CONSEGNA ESERCIZIO: Per favore, riporta alla lettera le righe qui sotto, dalla prima fino a quella che contiene "173 344 230 400" compresa, lasciando fuori le immagini.

---+---

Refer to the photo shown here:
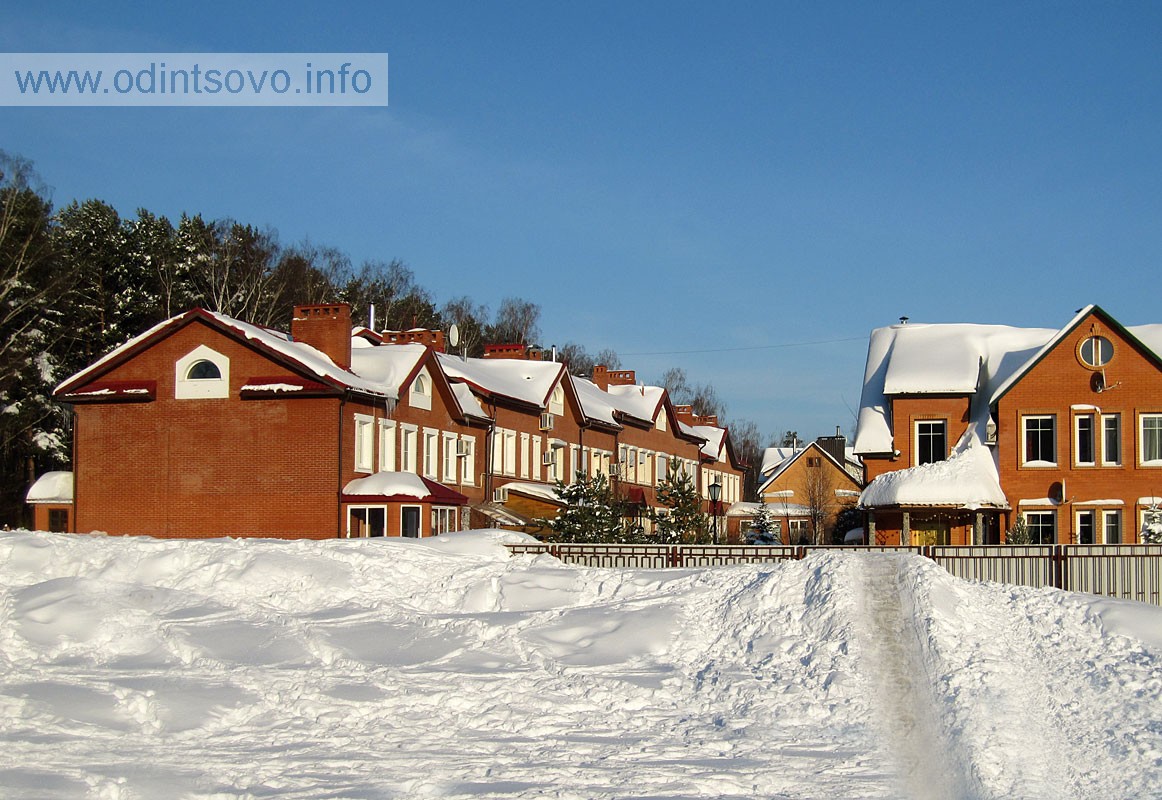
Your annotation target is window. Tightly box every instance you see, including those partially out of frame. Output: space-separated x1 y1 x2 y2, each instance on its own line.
521 434 529 478
347 506 387 538
356 414 375 472
1077 512 1096 544
911 420 948 466
1074 414 1097 466
379 420 395 472
1102 414 1121 466
400 506 423 538
424 428 439 478
408 369 432 410
186 359 222 380
49 508 69 534
400 426 419 472
1077 336 1113 370
1021 416 1057 466
444 434 458 484
1141 414 1162 466
1025 512 1057 544
173 344 230 400
460 436 476 486
431 506 457 535
1102 510 1121 544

---+---

RISULTATO ESERCIZIO:
Refer to the photo shown here:
Your annotation target is window. Tightly box every instance you see, including those partially out of frame. Output: space-separated x1 y1 x2 y2, each instance on its own line.
521 434 529 478
347 506 387 538
356 414 375 472
1077 512 1096 544
911 420 948 466
1074 414 1097 466
379 420 395 472
1102 414 1121 466
400 506 423 538
424 428 439 478
408 369 432 410
186 359 222 380
49 508 69 534
400 426 419 472
1077 336 1113 370
1021 416 1057 466
444 434 458 484
1141 414 1162 466
1025 512 1057 544
173 344 230 400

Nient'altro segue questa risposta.